Debía tener rapidez, imaginación, equilibrio y caer con gracia cuando sucediera. Las palabras eran suyas y provenían de la escuela de la crítica de danza Patricia Cardona.

Fue el concierto del Cuarto Festival Cultural Sinaloa en la Plaza de Toros de Mazatlán. El artista irradiaba su polémico momento cumbre, poco después de haberse presentado en el Palacio de Bellas Artes.

Algunos críticos comenzaron desde entonces a referirse al recinto como el Teatro Blancota o el Blanquito, porque a partir de ahí se abrió más a los artistas populares. (La primera fue una sinaloense, Lola Beltrán).

Aquí, en Mazatlán, no hubo repercusión negativa en los medios ni en el público, que colmó el recinto e hizo algo similar al día siguiente en Culiacán, evento al que asistió el gobernador en turno, Francisco Labastida Ochoa.

Juan Gabriel había alcanzado una plenitud artística. Era su mejor hora.

El credo de Alberto Aguilera era saber ser feliz con la forma en que era uno mismo, según reza una barda con su rostro en Ciudad Juárez. Y vivía alejado de muchas cosas en ese momento y eran raras las entrevistas que otorgaba.

Fue el primer artista popular mexicano que puso como barrera el hecho de cobrar por conceder entrevistas: sabía que una conversación suya era material suficiente para aumentar un tiraje o rodear de un aura de respeto a un medio o a un simple reportero.

(Entradas de anotación de regiones)
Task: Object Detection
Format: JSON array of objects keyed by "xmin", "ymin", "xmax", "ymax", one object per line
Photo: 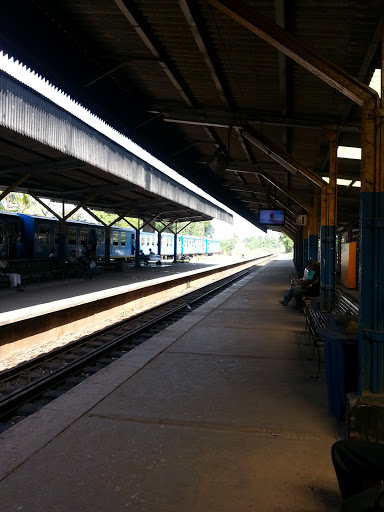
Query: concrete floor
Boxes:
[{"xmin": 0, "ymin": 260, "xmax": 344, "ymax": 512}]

* * *

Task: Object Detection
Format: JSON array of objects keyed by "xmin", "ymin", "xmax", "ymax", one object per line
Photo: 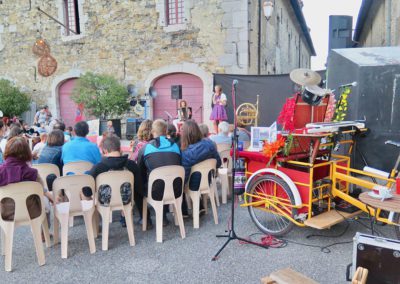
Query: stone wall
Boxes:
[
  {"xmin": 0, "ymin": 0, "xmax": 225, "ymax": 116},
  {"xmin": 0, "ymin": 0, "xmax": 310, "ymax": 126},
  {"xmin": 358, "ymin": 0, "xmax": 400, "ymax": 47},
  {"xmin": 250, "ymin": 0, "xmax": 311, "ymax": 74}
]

## CONSIGNA DEL EJERCICIO
Reproduce sin cambios, del artículo sobre Juan Gabriel, todo lo que va desde "Debía tener rapidez, imaginación, equilibrio" hasta "sinaloense, Lola Beltrán).".

## RESPUESTA AL EJERCICIO
Debía tener rapidez, imaginación, equilibrio y caer con gracia cuando sucediera. Las palabras eran suyas y provenían de la escuela de la crítica de danza Patricia Cardona.

Fue el concierto del Cuarto Festival Cultural Sinaloa en la Plaza de Toros de Mazatlán. El artista irradiaba su polémico momento cumbre, poco después de haberse presentado en el Palacio de Bellas Artes.

Algunos críticos comenzaron desde entonces a referirse al recinto como el Teatro Blancota o el Blanquito, porque a partir de ahí se abrió más a los artistas populares. (La primera fue una sinaloense, Lola Beltrán).